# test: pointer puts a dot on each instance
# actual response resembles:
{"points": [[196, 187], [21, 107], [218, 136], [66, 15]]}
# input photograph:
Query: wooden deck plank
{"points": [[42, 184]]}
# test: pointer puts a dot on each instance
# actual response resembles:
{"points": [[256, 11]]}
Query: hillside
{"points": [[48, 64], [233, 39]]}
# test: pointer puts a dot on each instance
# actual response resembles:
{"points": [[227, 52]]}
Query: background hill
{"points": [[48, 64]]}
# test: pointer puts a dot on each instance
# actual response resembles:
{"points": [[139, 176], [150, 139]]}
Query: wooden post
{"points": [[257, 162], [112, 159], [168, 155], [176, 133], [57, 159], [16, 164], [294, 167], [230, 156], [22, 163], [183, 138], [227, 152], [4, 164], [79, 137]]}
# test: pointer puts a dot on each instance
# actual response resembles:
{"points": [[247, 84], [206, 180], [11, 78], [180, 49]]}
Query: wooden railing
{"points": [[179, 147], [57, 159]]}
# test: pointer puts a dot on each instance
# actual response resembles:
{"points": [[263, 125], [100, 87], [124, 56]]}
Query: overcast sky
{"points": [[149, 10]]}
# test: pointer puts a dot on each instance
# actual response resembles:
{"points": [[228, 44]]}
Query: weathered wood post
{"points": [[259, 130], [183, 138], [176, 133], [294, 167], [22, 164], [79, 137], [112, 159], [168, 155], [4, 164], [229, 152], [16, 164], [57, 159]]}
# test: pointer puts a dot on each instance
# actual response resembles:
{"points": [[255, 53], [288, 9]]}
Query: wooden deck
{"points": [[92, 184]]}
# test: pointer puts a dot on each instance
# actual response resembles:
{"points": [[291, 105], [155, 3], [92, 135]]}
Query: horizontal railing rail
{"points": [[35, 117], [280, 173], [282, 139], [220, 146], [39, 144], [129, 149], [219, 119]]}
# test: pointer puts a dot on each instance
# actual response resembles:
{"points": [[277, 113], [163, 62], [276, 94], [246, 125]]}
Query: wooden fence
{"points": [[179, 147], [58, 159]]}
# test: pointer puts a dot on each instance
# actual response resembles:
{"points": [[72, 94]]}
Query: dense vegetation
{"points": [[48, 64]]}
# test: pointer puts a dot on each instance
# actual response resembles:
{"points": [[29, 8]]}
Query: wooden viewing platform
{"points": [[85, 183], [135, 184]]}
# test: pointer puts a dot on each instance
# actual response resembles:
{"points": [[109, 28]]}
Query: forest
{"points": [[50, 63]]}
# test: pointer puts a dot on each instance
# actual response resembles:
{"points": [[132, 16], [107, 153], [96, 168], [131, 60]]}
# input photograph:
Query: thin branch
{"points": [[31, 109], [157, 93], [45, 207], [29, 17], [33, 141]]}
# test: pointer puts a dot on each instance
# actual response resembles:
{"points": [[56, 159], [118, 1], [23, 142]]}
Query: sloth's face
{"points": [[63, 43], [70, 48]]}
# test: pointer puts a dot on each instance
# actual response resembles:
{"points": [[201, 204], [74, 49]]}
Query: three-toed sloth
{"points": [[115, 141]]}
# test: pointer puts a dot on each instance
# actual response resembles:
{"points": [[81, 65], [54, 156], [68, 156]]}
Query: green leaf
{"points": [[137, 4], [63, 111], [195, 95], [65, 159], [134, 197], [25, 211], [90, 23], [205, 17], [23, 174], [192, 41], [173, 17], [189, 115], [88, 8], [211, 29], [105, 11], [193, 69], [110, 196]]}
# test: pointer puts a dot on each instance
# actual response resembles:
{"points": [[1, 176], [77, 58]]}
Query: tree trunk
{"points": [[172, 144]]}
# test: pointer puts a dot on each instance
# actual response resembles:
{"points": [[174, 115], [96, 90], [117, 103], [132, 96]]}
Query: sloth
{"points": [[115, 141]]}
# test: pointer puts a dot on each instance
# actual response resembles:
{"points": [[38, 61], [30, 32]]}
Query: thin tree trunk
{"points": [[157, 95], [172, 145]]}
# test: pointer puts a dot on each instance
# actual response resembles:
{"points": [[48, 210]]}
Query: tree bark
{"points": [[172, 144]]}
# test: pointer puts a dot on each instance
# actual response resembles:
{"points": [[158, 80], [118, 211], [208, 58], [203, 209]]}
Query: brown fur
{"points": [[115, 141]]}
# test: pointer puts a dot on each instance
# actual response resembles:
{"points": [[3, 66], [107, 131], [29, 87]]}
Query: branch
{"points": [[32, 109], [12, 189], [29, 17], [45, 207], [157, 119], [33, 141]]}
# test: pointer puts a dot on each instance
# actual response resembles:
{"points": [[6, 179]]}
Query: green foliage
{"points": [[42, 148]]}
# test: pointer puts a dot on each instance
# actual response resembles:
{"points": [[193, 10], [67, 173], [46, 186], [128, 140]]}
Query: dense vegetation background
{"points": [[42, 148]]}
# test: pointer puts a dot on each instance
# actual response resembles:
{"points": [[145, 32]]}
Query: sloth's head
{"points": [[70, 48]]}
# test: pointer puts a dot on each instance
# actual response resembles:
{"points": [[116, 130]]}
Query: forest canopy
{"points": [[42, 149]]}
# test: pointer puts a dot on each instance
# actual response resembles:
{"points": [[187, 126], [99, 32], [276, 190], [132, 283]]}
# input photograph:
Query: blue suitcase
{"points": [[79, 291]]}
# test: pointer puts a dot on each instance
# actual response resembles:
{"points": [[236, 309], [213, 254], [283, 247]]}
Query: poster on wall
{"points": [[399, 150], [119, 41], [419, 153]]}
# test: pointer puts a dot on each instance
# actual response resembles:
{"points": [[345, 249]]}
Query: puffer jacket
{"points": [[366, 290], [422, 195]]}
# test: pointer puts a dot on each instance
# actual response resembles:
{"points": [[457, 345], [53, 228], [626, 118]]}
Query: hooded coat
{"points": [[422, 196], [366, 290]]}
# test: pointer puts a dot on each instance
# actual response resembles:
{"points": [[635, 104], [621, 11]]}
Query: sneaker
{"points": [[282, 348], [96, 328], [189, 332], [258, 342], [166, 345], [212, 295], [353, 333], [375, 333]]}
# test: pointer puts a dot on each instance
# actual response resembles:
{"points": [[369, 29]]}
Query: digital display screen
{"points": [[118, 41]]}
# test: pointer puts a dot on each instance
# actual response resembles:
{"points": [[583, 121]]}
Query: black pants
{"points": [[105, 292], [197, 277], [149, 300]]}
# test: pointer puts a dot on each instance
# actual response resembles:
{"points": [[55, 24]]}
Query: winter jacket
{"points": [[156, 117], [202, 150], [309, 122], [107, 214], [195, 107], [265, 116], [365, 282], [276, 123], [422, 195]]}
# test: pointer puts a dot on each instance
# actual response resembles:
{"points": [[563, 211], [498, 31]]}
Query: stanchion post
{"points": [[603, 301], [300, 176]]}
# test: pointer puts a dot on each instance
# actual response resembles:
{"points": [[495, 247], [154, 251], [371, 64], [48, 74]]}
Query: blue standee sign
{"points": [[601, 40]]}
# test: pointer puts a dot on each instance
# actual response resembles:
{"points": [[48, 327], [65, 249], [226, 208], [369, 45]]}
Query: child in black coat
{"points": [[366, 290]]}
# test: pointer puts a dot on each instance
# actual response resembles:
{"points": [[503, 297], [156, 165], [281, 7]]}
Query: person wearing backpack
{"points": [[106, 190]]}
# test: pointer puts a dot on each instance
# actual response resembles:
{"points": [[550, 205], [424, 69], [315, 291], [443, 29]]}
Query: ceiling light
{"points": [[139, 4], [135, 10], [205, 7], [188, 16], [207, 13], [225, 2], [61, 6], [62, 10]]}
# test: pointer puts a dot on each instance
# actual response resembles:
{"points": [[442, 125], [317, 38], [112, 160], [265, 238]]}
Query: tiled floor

--

## [WHAT TO WORK ON]
Produce an exact copy of the whole listing.

## [ANSWER TO THIS EXERCISE]
# test: pointer puts a dot on each instance
# actual response resembles:
{"points": [[196, 187], [21, 107], [218, 136], [66, 15]]}
# input photograph:
Query: wooden deck plank
{"points": [[42, 184]]}
# test: pointer puts a dot on each instance
# actual response resembles:
{"points": [[256, 11]]}
Query: hillside
{"points": [[48, 64], [233, 39]]}
# test: pointer puts a dot on each instance
# actual response resembles:
{"points": [[227, 52]]}
Query: background hill
{"points": [[48, 64]]}
# test: pointer puts a dot on each instance
# actual response resembles:
{"points": [[139, 176], [150, 139]]}
Query: wooden post
{"points": [[257, 162], [112, 159], [168, 155], [176, 133], [57, 159], [16, 164], [294, 167], [230, 156], [22, 163], [183, 138], [227, 152], [4, 164], [79, 137]]}
# test: pointer puts a dot on each instance
# actual response resembles:
{"points": [[247, 84], [206, 180], [11, 78], [180, 49]]}
Query: wooden railing
{"points": [[179, 147], [57, 159]]}
# test: pointer puts a dot on each instance
# actual response resembles:
{"points": [[263, 125], [100, 87], [124, 56]]}
Query: overcast sky
{"points": [[149, 10]]}
# test: pointer puts a dot on each instance
# actual response resembles:
{"points": [[228, 44]]}
Query: weathered wood post
{"points": [[259, 130], [183, 138], [176, 133], [294, 167], [22, 164], [79, 137], [112, 159], [168, 155], [4, 164], [229, 152], [16, 164], [57, 159]]}
# test: pointer puts a dot on each instance
# actual response resembles:
{"points": [[255, 53], [288, 9]]}
Query: wooden deck
{"points": [[92, 184]]}
# test: pointer puts a dot on each instance
# actual response resembles:
{"points": [[291, 105], [155, 3], [92, 135]]}
Query: horizontal railing rail
{"points": [[35, 117], [280, 173], [282, 139], [220, 146], [39, 144], [129, 149], [219, 119]]}
# test: pointer puts a dot on each instance
# actual response resembles:
{"points": [[277, 113], [163, 62], [276, 94], [246, 125]]}
Query: wooden fence
{"points": [[179, 147], [58, 159]]}
# test: pointer puts a dot on each instance
# actual response resembles:
{"points": [[72, 94]]}
Query: dense vegetation
{"points": [[48, 64]]}
# test: pointer puts a dot on each instance
# actual response resembles:
{"points": [[29, 8]]}
Query: wooden viewing platform
{"points": [[85, 183], [135, 184]]}
# test: pointer puts a dot on each instance
# actual response resembles:
{"points": [[109, 28]]}
Query: forest
{"points": [[50, 63]]}
# test: pointer puts a dot on each instance
# actual response resembles:
{"points": [[132, 16], [107, 153], [96, 168], [131, 60]]}
# input photograph:
Query: thin branch
{"points": [[31, 109], [157, 93], [45, 207], [29, 17], [33, 141]]}
# test: pointer puts a dot on each instance
# actual response resembles:
{"points": [[56, 159], [118, 1], [23, 142]]}
Query: sloth's face
{"points": [[63, 43], [70, 48]]}
# test: pointer puts a dot on each instance
# actual response resembles:
{"points": [[201, 204], [74, 49]]}
Query: three-toed sloth
{"points": [[115, 141]]}
# test: pointer puts a dot on each instance
# actual response resembles:
{"points": [[81, 65], [54, 156], [68, 156]]}
Query: green leaf
{"points": [[137, 4], [63, 111], [195, 95], [65, 159], [134, 197], [25, 211], [90, 23], [205, 17], [23, 174], [192, 41], [173, 17], [189, 115], [88, 8], [211, 29], [105, 11], [193, 69], [110, 196]]}
# test: pointer puts a dot on each instance
# actual response resembles:
{"points": [[1, 176], [77, 58]]}
Query: tree trunk
{"points": [[172, 144]]}
# test: pointer puts a dot on each instance
# actual response resembles:
{"points": [[174, 115], [96, 90], [117, 103], [132, 96]]}
Query: sloth
{"points": [[115, 141]]}
# test: pointer puts a dot on each instance
# actual response resembles:
{"points": [[38, 61], [30, 32]]}
Query: thin tree trunk
{"points": [[157, 95], [172, 145]]}
# test: pointer puts a dot on each instance
# actual response resembles:
{"points": [[48, 210]]}
Query: tree bark
{"points": [[172, 144]]}
# test: pointer puts a dot on each instance
# actual response resembles:
{"points": [[158, 80], [118, 211], [208, 58], [203, 209]]}
Query: brown fur
{"points": [[115, 141]]}
# test: pointer puts a dot on each instance
# actual response resembles:
{"points": [[3, 66], [107, 131], [29, 87]]}
Query: branch
{"points": [[32, 109], [12, 189], [29, 17], [45, 207], [157, 119], [33, 141]]}
# test: pointer puts a dot on each instance
# actual response resembles:
{"points": [[6, 179]]}
Query: green foliage
{"points": [[42, 148]]}
# test: pointer puts a dot on each instance
# actual response resembles:
{"points": [[193, 10], [67, 173], [46, 186], [128, 140]]}
Query: dense vegetation background
{"points": [[42, 148]]}
# test: pointer puts a dot on each instance
# actual response resembles:
{"points": [[145, 32]]}
Query: sloth's head
{"points": [[70, 48]]}
# test: pointer puts a dot on each instance
# actual response resembles:
{"points": [[116, 130]]}
Query: forest canopy
{"points": [[42, 149]]}
# test: pointer puts a dot on each instance
# actual response resembles:
{"points": [[187, 126], [99, 32], [276, 190], [132, 283]]}
# input photograph:
Query: blue suitcase
{"points": [[79, 291]]}
# test: pointer puts a dot on each instance
# actual response resembles:
{"points": [[236, 309], [213, 254], [283, 247]]}
Query: poster on wall
{"points": [[399, 150], [119, 41], [419, 153]]}
# test: pointer puts a dot on each instance
# actual response resembles:
{"points": [[345, 249]]}
Query: puffer jacket
{"points": [[366, 290], [422, 195]]}
# test: pointer puts a dot on each instance
# actual response resembles:
{"points": [[457, 345], [53, 228], [626, 118]]}
Query: hooded coat
{"points": [[422, 196], [366, 290]]}
# test: pointer puts a dot on each instance
# actual response resembles:
{"points": [[635, 104], [621, 11]]}
Query: sneaker
{"points": [[282, 348], [96, 328], [189, 332], [258, 342], [166, 345], [212, 295], [353, 333], [375, 333]]}
# test: pointer puts a dot on each instance
# actual response resembles:
{"points": [[369, 29]]}
Query: digital display screen
{"points": [[118, 41]]}
# test: pointer puts a dot on each instance
# actual response resembles:
{"points": [[583, 121]]}
Query: black pants
{"points": [[105, 292], [197, 277], [149, 300]]}
# test: pointer puts a dot on each instance
# actual response resembles:
{"points": [[55, 24]]}
Query: winter jacket
{"points": [[156, 117], [202, 150], [309, 122], [107, 214], [195, 107], [265, 116], [365, 282], [276, 123], [422, 195]]}
# test: pointer puts a dot on each instance
# actual response resembles:
{"points": [[563, 211], [498, 31]]}
Query: stanchion post
{"points": [[603, 301], [300, 176]]}
# test: pointer puts a dot on each instance
# actual response resembles:
{"points": [[495, 247], [154, 251], [371, 64], [48, 74]]}
Query: blue standee sign
{"points": [[601, 40]]}
# test: pointer puts a dot on each instance
# actual response resembles:
{"points": [[48, 327], [65, 249], [226, 208], [369, 45]]}
Query: child in black coat
{"points": [[366, 290]]}
# test: pointer puts a dot on each instance
# actual response resembles:
{"points": [[503, 297], [156, 165], [281, 7]]}
Query: person wearing backpack
{"points": [[106, 190]]}
# test: pointer puts a dot on each instance
# actual response resembles:
{"points": [[550, 205], [424, 69], [315, 291], [443, 29]]}
Query: ceiling light
{"points": [[139, 4], [135, 10], [205, 7], [188, 16], [207, 13], [225, 2], [61, 6], [62, 10]]}
# test: pointer puts a dot on each instance
# actual response resembles:
{"points": [[442, 125], [317, 38], [112, 160], [265, 238]]}
Query: tiled floor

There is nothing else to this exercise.